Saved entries
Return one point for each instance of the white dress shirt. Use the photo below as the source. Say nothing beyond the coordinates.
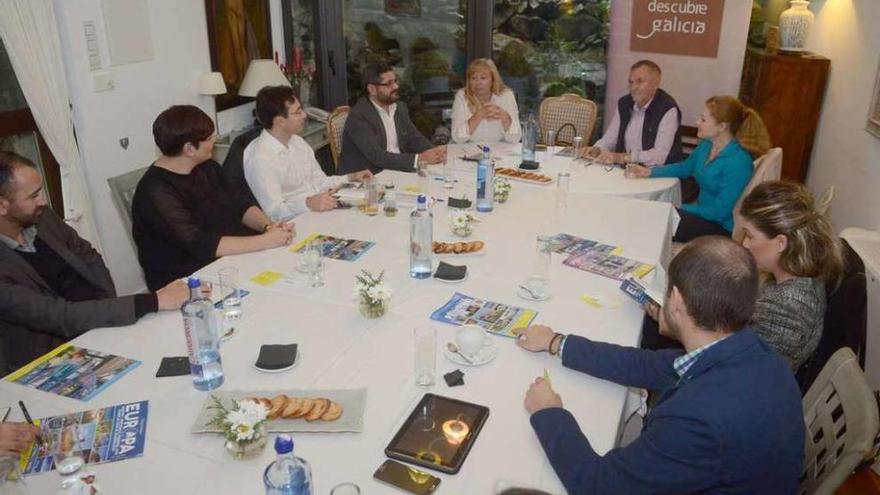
(632, 138)
(282, 177)
(488, 131)
(391, 143)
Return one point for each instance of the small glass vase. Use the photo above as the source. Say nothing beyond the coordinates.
(248, 449)
(372, 310)
(463, 231)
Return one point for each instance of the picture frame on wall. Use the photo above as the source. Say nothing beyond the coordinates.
(873, 125)
(411, 8)
(238, 31)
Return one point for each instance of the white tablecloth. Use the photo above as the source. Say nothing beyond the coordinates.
(340, 349)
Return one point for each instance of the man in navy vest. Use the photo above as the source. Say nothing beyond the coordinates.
(728, 418)
(645, 127)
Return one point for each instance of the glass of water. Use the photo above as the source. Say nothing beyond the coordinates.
(68, 451)
(231, 293)
(538, 283)
(425, 340)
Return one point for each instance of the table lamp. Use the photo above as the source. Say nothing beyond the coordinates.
(261, 73)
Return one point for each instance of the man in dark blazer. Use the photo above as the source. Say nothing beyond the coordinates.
(379, 133)
(53, 285)
(728, 418)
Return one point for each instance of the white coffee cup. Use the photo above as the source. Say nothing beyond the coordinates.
(470, 339)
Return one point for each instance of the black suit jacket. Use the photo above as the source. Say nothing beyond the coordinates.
(33, 318)
(363, 141)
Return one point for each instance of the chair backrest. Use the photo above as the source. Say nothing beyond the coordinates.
(840, 414)
(766, 168)
(233, 165)
(569, 115)
(122, 188)
(846, 318)
(335, 128)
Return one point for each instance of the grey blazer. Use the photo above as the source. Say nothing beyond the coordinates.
(363, 141)
(33, 318)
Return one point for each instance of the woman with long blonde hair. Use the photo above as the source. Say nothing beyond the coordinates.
(732, 136)
(485, 110)
(794, 245)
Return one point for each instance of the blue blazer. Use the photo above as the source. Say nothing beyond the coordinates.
(721, 182)
(732, 424)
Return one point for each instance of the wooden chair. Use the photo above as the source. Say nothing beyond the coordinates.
(335, 128)
(767, 167)
(840, 414)
(569, 115)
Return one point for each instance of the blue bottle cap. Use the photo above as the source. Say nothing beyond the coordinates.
(283, 444)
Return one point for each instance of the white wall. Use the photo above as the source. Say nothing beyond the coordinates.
(844, 154)
(142, 90)
(690, 80)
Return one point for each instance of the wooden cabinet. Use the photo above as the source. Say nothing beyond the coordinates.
(787, 90)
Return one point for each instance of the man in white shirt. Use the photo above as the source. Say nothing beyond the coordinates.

What this task involves: Restate each entry word for word. Omit every picture.

Solution:
Return one point for each instance of the white dress shirt. Use the photo below as the source. Say nothing beyond the coordinates.
(632, 138)
(282, 177)
(488, 131)
(391, 143)
Return one point for each instance of the small glass vase. Use the photo above as the source. Say nothing beyond the coordinates.
(248, 449)
(372, 310)
(463, 231)
Return one point for each instance of the picture frame on wall. Use the photo above as the source. Say nothing beyond the coordinates.
(873, 125)
(411, 8)
(238, 31)
Return one point for each instance of the white tablecloth. Use the photo above as the source. Say nothing beyond the coordinates.
(340, 349)
Return one point for each instance of the man in navy vest. Use the photo above as the source. Say nothing beyond the coordinates.
(728, 418)
(645, 127)
Return one point for each instance of the glass of water. Use the photo above as the source. Say nothing beyond the coordinates.
(68, 451)
(231, 293)
(538, 283)
(425, 340)
Return one point for each instance of the table lamp. Use the photo above as the source. Say nothing beyond the coordinates.
(261, 73)
Return one point for each instance of the man in dark blazer. Use the photo above as the source. Say nothing beyond the coordinates.
(379, 133)
(53, 285)
(728, 418)
Return one point for each instance of the white coffee cup. Use the photo above as the source. Say nothing beyond the coordinates.
(470, 339)
Return one point for each instance of the black suit jacket. Use the photo above as the source. Say nothing beyond the coordinates.
(33, 318)
(363, 141)
Return one point for each instance of the chair backrest. Use the photo above as the source. Say nothing beyond the coordinates.
(840, 414)
(766, 168)
(233, 165)
(569, 115)
(122, 188)
(846, 318)
(335, 128)
Return one point for each instance of the grey blazer. Use the photo above as the source. Say nothing beyond the coordinates.
(363, 141)
(33, 318)
Return one point for each instance of the woman with long blonde hair. Use the photo above as the source. Say nothing beyond the coordinates.
(732, 136)
(485, 110)
(794, 245)
Return one point for each instance of the blue blazer. Use the photo above as the source. Say nothing beyond the coordinates.
(721, 182)
(732, 424)
Return one point for each instance of the wooden chair. Use the photo above as the source. Say nothing beyond the coordinates.
(335, 128)
(767, 167)
(840, 414)
(569, 115)
Return one point for each instance of the blue bottle cap. Use the photo above as the source. Say nothing beyond the coordinates.
(283, 444)
Return one point for each instance of the white wall. Use the photo above as the source. Say nothing beyond the coordinates.
(844, 154)
(142, 90)
(690, 80)
Return one point for each instance of the wooden cabinet. Use the photo above as the source. Say nothing beyond the coordinates.
(787, 90)
Return one point for each instance of the man in white shirt. Use the photo above as the source. Say nothing beyond the coordinates.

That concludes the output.